| TEXTAUSZUG |

---*---

Psychische Belastungen für junge Typ 2-Diabetespatienten
Früher war die Welt noch einfacher: Diabetes Typ 1 bekamen Kinder und Jugendliche (und ganz wenig ältere Menschen), Diabetes Typ 2 war Alterszucker – der erwischte Oma oder Opa.
Heute passiert es, dass man als junger Mensch, gar als Kind, einen Typ 2 Diabetes entwickelt, das heißt, es entsteht eine Resistenz gegen Insulin. Nun will natürlich niemand eine Krankheit haben. Während jedoch bei Typ 1, einer Autoimmunerkrankung, durchaus eine gewisse Akzeptanz vorhanden ist, Autoimmun – da kann keiner was dafür, wird es bei Typ 2 schwierig.
In den Köpfen ist drin, das ist der Zucker den die Omi hat. Wenn dann der Mitschüler, Lehrling oder auch Student nebenan plötzlich das Gleiche hat, ist das ungewöhnlich.
Schnell kommt es zur Stigmatisierung. Dann heißt es: „der muss sich einfach mal ein bisschen bewegen“ oder: „die darf einfach nicht so viel ungesundes Zeug futtern“, aber so einfach ist das Problem eben nicht.

---*---

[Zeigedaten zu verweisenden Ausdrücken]
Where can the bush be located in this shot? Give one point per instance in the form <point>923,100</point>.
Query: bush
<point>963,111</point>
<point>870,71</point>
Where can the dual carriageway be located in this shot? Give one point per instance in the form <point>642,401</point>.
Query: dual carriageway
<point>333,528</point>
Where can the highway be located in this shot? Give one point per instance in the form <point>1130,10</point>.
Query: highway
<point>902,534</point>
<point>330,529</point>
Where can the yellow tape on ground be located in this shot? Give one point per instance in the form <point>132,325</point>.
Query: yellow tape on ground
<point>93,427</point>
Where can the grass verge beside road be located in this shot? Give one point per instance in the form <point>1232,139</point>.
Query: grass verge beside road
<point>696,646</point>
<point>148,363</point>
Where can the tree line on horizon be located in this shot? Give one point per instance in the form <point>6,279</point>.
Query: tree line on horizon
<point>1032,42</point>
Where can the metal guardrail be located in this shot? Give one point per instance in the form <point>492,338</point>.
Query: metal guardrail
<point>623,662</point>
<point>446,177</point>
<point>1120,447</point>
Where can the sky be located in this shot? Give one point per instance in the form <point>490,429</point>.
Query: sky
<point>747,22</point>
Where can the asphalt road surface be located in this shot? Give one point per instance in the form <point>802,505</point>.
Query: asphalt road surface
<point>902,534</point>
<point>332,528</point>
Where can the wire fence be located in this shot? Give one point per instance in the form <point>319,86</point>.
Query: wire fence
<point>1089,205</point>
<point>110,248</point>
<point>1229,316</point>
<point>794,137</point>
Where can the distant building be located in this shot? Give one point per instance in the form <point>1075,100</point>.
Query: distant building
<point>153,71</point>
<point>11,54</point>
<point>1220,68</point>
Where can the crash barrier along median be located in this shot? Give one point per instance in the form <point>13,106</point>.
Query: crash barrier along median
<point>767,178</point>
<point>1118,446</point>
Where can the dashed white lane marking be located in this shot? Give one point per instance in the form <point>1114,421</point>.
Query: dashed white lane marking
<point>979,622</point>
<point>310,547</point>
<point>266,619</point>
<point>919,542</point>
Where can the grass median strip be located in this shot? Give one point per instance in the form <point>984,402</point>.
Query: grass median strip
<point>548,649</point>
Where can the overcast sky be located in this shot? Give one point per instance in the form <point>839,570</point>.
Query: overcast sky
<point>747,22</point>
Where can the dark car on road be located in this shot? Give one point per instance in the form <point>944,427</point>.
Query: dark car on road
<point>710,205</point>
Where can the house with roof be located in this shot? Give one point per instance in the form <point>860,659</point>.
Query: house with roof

---*---

| ARBEITSAUFTRAG |
Was für eine Erkrankung ist Typ-1-Diabetes laut dem Text über Typ-2-Diabetes bei jungen Menschen? Das Material steht für sich und gehört nicht zum Text.

| LÖSUNG |
Eine Autoimmunerkrankung.